→ Set task a
Rewrite the rows under Collected data as a Markdown table with the columns Index and Entry, dropping any blank lines. Begin at the line that contains "Would you kindly point at the green" and stop after the line that contains "<point>168,55</point>".

→ Document section
-- begin --

Have you been itching to play with Spark, but been somewhat put off by the in-depth documentation? Then this guide is for you. I've been wanting to try Pyspark for some time now, and was surprised there was no 'quickstart', aka. get your first Pyspark job up and running in 5 minutes guide. So I wrote this tutorial. This guide will walk you through the process of installing Spark on a local machine and get you started writing map reduce applications.

Prerequisites: Familiarity with Python and Bash. The operating system I'm using is Ubuntu, if you are using another Linux distro, you can most likely just follow along. However, if you are using OS X some adaptation may be needed.

Note: Spark is in continuous development. The examples in this guide have been written for spark 1.5.1 built for Hadoop 2.6. As of today, spark 1.5.1 is the most recent version, but by the time you read this, it may very well be outdated. If this is the case, you can most likely follow along by replacing the version numbers with the most current version. e.g. spark-x.y.z instead of spark 1.5.1 .

Why Spark?

To me, one of the most appealing features of Spark is the ability to write map reduce jobs in Python. Until recently there weren't many alternatives to writing verbose Java programs if you wanted to write map reduce jobs. Now however, with Spark's Python api, developers can easily and rapidly prototype ideas using a language that is built on core philosophies such "Don’t try for perfection because “good enough” is often just that." and "Readability counts". This, combined with the fact that almost every programmer knows Python, makes me believe that very soon Python will be the most commonly used language for Spark applications.

Downloading Spark

First download the latest version of Spark. In the 'Choose a package type' dropdown, select the most recent 'Prebuilt for Hadoop X.Y or later' version. As of date, this is Spark release 1.5.1 and the binaries are 'Pre-built for Hadoop 2.6 or later' To verify the installation, you can run the md5sum command on it. e.g. md5sum spark-1.5.1-bin-hadoop2.6.tgz and compare the output of the hash with the signatures and checksums listed for that version on the spark homepage.

Installing Spark

We are going to install Spark into /usr/local/bin, but there are several other viable locations you could install it to.

Change to the directory where you downloaded the Spark binary, then decompress it:

sudo tar -zxf spark-1.5.1-bin-hadoop2.6.tgz -C /usr/local/bin

Let's verify that everything works so far. Change directory to /usr/local/bin, and start the pyspark shell:

cd /usr/local/bin
spark-1.5.1-bin-hadoop2.6/bin/pyspark

this should start up a python shell that looks like:

an image of the Spark shell

Configuring The PYTHONPATH

Being able to start a Pyspark shell is great, but what if you want to use ipython notebooks or write full blown Pyspark jobs? To do this you'll need to tell your interpreter where to look for the pyspark and py4j libraries. We'll accomplish that by adding the following lines to your bashrc to update the PYTHONPATH variable.

-- end --

Collected data
-- begin --

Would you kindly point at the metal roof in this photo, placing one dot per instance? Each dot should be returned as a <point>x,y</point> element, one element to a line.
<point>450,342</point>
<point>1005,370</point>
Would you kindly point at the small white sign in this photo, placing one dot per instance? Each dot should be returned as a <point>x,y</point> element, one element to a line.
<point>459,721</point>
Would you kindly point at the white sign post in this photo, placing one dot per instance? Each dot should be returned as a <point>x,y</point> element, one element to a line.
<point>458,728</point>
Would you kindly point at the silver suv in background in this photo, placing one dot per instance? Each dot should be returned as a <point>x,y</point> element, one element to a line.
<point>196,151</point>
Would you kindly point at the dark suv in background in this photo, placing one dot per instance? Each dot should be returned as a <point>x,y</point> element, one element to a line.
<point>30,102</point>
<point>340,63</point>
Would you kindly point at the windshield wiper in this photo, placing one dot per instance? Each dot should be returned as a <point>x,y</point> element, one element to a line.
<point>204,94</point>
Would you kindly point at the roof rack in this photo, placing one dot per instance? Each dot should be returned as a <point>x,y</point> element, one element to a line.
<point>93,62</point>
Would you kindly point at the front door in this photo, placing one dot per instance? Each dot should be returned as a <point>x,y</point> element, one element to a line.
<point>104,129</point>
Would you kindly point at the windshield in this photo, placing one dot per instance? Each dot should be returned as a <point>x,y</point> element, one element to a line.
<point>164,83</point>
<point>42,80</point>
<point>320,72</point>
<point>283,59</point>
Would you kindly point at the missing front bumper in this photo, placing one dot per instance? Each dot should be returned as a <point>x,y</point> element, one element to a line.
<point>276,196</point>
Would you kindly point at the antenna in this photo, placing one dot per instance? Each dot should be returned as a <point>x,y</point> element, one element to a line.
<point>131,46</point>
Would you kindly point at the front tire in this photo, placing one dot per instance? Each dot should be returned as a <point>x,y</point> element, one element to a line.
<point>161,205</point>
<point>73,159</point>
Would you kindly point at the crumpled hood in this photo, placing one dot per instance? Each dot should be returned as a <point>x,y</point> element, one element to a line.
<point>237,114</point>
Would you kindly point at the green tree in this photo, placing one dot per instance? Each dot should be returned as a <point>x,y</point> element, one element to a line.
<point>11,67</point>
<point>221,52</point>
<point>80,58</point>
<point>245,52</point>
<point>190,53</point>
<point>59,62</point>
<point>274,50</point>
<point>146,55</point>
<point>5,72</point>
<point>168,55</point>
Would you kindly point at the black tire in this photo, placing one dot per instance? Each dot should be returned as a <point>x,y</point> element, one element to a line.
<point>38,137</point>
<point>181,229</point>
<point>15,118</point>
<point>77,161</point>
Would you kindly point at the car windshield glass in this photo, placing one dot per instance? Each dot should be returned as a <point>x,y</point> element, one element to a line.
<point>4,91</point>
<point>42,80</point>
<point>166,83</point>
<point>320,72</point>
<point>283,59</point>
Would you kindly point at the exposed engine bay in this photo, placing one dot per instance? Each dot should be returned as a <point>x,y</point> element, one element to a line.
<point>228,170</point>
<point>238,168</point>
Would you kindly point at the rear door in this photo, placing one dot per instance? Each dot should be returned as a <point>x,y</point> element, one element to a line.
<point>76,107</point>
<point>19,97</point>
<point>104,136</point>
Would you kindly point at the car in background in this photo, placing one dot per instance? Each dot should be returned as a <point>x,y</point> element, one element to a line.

-- end --

→ Set task b
Extend the Pyspark setup guide, picking up right after its final sentence.

→ Exercise response a
| Index | Entry |
|---|---|
| 1 | Would you kindly point at the green tree in this photo, placing one dot per instance? Each dot should be returned as a <point>x,y</point> element, one element to a line. |
| 2 | <point>11,67</point> |
| 3 | <point>221,52</point> |
| 4 | <point>80,58</point> |
| 5 | <point>245,52</point> |
| 6 | <point>190,53</point> |
| 7 | <point>59,62</point> |
| 8 | <point>274,50</point> |
| 9 | <point>146,55</point> |
| 10 | <point>5,72</point> |
| 11 | <point>168,55</point> |

→ Exercise response b
export SPARK_HOME=/usr/local/bin/spark-1.5.1-bin-hadoop2.6
export PYTHONPATH=$SPARK_HOME/python:$SPARK_HOME/python/build:$PYTHONPATH
export PYTHONPATH=$SPARK_HOME/python/lib/py4j-0.8.2.1-src.zip:$PYTHONPATH

once you've sourced your bashrc, start up a python prompt and type:

import pyspark

if this does not result in any exceptions, congratulation! You've successfully installed Pyspark. If it doesn't, double check the version numbers to make sure they are correctly specified.

Running Spark

Now that we've installed Spark, we'll look at two different modes in which you can run Pyspark code.

1. Running Pyspark In Local Mode:

The fastest way to to get your Spark code to run is to run in local mode. To do this we tell the Spark configuration to use the special 'local' mode. Open an iPython shell or an iPython notebook session and paste the following:

from pyspark import SparkContext, SparkConf
conf = SparkConf().setAppName('appName').setMaster('local')
sc = SparkContext(conf=conf)
data = range(10)
dist_data = sc.parallelize(data)
print dist_data.reduce(lambda a, b: a+b)

2. Run Spark In Standalone Mode:

The disadvantage of running in local mode is that the SparkContext runs applications locally on a single core. The easiest way to use multiple cores, or to connect to a non-local cluster is to use a standalone Spark cluster. An additional benefit to running Spark in standalone mode is the master exposes a UI (by default at http://localhost:8080/ )that allows us to monitor our Spark jobs. I'll show you how to set up a standalone Spark cluster on your local machine. For more information, check out the official documentation.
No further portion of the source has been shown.